» Passage for review
BEGIN

A couple from the UK have cloned their dead dog, a boxer named Dylan, to create two puppies which will be born over Christmas.
Richard Remde and his partner Laura Jacques lost their beloved eight-year-old best friend in June to a heart attack, after Dylan was diagnosed with an inoperable brain tumour.
“I had had Dylan since he was a puppy,” Ms Jacques told The Guardian.
“I mothered him so much, he was my baby, my child, my entire world.”
Desperate to be reunited in some capacity with Dylan, the couple went to South Korea’s Sooam Biotech Research Foundation, paying more than $A137,648 to genetically engineer a replica.
The procedure began 12 days after Dylan died, with scientists warning it had never been successful for dogs who had been dead for more than five days.

END

» Supplied records

BEGIN

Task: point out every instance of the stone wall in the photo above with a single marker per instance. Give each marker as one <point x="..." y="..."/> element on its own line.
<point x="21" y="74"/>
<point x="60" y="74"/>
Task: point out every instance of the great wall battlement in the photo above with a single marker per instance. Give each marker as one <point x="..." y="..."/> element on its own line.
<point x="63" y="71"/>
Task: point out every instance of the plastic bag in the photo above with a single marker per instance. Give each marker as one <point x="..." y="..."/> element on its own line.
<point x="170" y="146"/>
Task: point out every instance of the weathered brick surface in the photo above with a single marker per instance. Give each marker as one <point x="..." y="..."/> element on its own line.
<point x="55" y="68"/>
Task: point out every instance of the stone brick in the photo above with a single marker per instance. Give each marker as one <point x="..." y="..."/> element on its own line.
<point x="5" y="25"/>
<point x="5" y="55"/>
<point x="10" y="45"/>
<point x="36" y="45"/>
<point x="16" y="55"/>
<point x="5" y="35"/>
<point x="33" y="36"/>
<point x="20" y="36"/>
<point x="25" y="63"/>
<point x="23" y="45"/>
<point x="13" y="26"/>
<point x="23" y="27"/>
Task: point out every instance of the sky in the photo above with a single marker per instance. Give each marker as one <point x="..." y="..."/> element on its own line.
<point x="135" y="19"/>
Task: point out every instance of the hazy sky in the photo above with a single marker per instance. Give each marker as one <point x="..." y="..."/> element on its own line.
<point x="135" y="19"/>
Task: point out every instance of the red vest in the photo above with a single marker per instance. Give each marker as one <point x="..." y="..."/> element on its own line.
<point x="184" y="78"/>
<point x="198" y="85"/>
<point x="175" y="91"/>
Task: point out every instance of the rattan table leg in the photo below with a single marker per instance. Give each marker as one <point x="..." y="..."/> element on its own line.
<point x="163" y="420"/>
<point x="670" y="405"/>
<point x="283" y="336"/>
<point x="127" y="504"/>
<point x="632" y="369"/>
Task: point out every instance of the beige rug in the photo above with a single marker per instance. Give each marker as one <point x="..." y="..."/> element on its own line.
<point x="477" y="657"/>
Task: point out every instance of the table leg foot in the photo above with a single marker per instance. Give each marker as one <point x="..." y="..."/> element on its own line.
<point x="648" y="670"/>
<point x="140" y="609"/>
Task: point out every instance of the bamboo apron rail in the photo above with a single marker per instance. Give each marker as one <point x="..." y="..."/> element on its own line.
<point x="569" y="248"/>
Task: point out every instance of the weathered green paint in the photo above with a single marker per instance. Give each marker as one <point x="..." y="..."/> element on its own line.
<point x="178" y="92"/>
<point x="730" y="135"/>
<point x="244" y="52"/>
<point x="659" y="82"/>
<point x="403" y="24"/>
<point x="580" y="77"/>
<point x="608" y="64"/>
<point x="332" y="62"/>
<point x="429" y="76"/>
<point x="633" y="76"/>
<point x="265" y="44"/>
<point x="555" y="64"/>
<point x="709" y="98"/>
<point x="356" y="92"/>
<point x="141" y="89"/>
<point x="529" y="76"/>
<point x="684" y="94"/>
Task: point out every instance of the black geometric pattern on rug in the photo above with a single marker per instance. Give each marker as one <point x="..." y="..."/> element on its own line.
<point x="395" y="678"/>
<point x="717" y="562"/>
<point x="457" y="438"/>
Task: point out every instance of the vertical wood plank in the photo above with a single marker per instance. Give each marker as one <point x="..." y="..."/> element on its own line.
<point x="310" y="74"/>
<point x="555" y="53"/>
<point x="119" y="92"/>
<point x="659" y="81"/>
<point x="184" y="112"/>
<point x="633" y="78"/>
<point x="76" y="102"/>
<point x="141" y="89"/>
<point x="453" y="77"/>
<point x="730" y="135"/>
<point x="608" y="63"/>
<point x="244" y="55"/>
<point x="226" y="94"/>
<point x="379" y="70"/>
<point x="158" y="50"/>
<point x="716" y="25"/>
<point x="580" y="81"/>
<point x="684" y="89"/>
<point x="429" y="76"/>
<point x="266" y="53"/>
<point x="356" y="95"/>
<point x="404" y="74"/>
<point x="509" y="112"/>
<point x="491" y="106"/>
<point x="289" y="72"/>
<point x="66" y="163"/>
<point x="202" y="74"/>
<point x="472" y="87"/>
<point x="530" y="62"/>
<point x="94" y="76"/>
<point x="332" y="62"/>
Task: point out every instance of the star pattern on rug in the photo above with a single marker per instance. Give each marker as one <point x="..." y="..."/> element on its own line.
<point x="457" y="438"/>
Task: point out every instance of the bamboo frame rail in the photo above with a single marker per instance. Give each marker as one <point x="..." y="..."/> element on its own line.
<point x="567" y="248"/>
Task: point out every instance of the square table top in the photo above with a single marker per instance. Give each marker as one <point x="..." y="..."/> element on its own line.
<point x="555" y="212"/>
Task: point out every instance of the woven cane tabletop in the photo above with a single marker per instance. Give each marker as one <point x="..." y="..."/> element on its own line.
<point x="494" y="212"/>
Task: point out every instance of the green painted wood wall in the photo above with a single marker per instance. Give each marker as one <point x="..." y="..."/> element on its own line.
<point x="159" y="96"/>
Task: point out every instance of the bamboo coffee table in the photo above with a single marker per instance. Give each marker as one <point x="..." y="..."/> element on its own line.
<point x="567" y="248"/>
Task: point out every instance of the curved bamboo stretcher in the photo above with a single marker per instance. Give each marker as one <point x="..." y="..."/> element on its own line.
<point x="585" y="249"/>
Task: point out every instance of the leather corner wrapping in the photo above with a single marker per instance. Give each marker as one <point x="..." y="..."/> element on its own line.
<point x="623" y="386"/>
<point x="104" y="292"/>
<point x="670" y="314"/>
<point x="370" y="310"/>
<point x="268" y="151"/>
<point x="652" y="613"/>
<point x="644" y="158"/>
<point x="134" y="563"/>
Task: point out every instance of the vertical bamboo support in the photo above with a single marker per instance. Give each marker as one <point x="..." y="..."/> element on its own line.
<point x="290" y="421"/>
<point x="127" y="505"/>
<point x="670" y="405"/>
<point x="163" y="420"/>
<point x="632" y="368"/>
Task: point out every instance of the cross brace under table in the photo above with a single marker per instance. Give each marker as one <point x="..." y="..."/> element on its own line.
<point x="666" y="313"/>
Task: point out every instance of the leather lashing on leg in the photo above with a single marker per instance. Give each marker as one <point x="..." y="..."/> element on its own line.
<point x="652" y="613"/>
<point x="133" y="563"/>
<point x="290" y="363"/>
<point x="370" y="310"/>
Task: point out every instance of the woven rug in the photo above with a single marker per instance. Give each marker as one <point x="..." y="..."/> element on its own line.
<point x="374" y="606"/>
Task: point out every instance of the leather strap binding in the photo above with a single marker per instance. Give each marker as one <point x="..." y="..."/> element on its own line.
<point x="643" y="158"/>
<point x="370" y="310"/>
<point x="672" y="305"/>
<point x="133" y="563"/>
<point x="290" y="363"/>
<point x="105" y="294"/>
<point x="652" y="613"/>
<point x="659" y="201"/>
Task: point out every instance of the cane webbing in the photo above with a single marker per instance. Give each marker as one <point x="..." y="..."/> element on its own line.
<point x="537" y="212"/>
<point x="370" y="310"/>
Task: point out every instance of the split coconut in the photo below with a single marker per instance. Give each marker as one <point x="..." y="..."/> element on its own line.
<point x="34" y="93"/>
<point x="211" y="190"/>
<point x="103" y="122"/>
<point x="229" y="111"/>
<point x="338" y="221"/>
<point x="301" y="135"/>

END

» Brief 1
In the article on the cloned boxer, rewrite the paragraph beginning "Desperate to be reunited" as one shorter sentence that keeps its main facts.
» Brief 2
Retype the part of the dog-cloning article that opens with the words "Richard Remde and" and closes with "than five days.".
» Brief 3
Write what comes next in the news story about the couple who cloned their boxer Dylan, starting after its final sentence.

» Expected output 1
Hoping to get Dylan back in some form, the couple paid South Korea's Sooam Biotech Research Foundation more than $A137,648 to genetically engineer a copy of him.

» Expected output 2
Richard Remde and his partner Laura Jacques lost their beloved eight-year-old best friend in June to a heart attack, after Dylan was diagnosed with an inoperable brain tumour.
“I had had Dylan since he was a puppy,” Ms Jacques told The Guardian.
“I mothered him so much, he was my baby, my child, my entire world.”
Desperate to be reunited in some capacity with Dylan, the couple went to South Korea’s Sooam Biotech Research Foundation, paying more than $A137,648 to genetically engineer a replica.
The procedure began 12 days after Dylan died, with scientists warning it had never been successful for dogs who had been dead for more than five days.

» Expected output 3
However, scientists’ fears were quashed, with two puppy embryos produced. The boxer pups are slated to be born to a surrogate on – fittingly - Boxing Day.
They will likely resemble Dylan and share similar personality traits.
Ms Remde and Ms Jacque have become the first people in Britain to clone their dog, with no regulations currently in place for the cloning of pets – only humans.
The first animal ever cloned was Dolly the sheep in 1996. Dogs have been cloned in South Korea since 2005.